### Exercise aim
Write out the listing in full, matching it word for word.

*** Opening of Data provided ***

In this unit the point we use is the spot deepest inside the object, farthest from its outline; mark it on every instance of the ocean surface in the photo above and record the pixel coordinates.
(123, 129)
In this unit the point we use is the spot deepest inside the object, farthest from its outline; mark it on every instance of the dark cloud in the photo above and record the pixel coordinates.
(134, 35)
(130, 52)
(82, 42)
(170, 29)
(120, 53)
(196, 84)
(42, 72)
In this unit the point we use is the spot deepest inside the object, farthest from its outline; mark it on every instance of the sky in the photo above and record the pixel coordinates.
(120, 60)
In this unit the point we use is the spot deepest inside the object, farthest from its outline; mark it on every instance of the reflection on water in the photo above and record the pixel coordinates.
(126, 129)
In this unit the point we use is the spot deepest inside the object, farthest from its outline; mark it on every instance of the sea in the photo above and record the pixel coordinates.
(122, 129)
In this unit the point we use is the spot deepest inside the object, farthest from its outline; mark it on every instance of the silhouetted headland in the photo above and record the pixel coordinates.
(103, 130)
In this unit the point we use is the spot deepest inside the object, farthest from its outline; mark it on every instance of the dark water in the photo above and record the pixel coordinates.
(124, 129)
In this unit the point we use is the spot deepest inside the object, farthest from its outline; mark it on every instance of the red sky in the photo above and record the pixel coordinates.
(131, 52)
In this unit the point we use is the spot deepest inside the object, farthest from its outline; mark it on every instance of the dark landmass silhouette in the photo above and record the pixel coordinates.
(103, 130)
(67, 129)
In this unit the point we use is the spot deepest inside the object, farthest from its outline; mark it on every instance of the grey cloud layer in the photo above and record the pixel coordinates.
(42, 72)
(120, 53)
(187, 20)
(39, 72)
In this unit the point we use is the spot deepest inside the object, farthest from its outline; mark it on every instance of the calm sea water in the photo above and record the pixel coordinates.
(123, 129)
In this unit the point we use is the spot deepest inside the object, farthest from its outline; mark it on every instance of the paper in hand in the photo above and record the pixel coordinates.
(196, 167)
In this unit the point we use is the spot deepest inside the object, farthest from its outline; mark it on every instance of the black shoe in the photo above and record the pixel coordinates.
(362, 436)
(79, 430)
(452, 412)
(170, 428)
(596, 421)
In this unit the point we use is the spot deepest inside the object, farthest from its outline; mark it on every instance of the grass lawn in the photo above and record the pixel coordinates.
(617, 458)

*** Close of Data provided ***

### Output below
In this unit the point we use is the spot deepest inside the object, farthest from its outline; mark it on every instance of the ocean surface in the photo above and record the pixel coordinates.
(123, 129)
In this unit the point we use is the spot deepest inside the object, farthest from its outline; mark it on every instance of the dark cloud in the photo above and record the pixel coordinates.
(134, 35)
(130, 52)
(82, 42)
(170, 29)
(120, 53)
(196, 84)
(42, 72)
In this unit the point we use is the spot deepest inside the object, farthest from its outline; mark it on every instance of the sky in the photo above and record the pixel coordinates.
(120, 60)
In this unit the point we use is the spot deepest inside the object, farthest from its outline; mark it on every instance of the reflection on water in the photo above and record the pixel coordinates.
(126, 129)
In this unit the point we use is the spot deepest inside the object, farthest from its outline; mark it on every instance of the sea in the photo above and record the pixel coordinates.
(122, 129)
In this unit the point we use is the spot deepest inside the object, farthest from its outline; mark it on every instance of the silhouetted headland in the photo above and record the pixel coordinates.
(103, 130)
In this unit the point we use is the spot deepest inside the object, farthest from its outline; mark it on every instance of the dark water in the photo above and record the pixel coordinates.
(124, 129)
In this unit the point we use is the spot deepest inside the object, farthest from its outline; mark it on every instance of the red sky in the photo above and record the pixel coordinates.
(131, 52)
In this unit the point we use is the spot deepest inside the object, farthest from its outline; mark it on every instance of the dark landmass silhouette in the photo above and record the pixel coordinates.
(103, 130)
(67, 129)
In this unit the point we use is the spot deepest inside the object, farthest from its outline; mark it on every instance of the grey cloud layer in the photo above and record the pixel coordinates.
(42, 72)
(120, 53)
(187, 20)
(39, 72)
In this unit the point we use is the spot deepest inside the object, farthest from its outline; mark it on every instance of the calm sea water in the photo above and record the pixel coordinates.
(123, 129)
In this unit the point we use is the spot deepest inside the object, farthest from its outline; mark it on every instance of the paper in hand in the photo above and record the pixel coordinates.
(196, 167)
In this unit the point we use is the spot deepest inside the object, farthest from its outline; mark it on every instance of the black shoe in the photo above and record the pixel coordinates.
(362, 436)
(79, 430)
(452, 412)
(170, 428)
(596, 421)
In this unit the point we use is the spot deepest inside the object, farthest from its outline; mark it on every instance of the grass lawn in the photo above and record the pixel coordinates.
(617, 458)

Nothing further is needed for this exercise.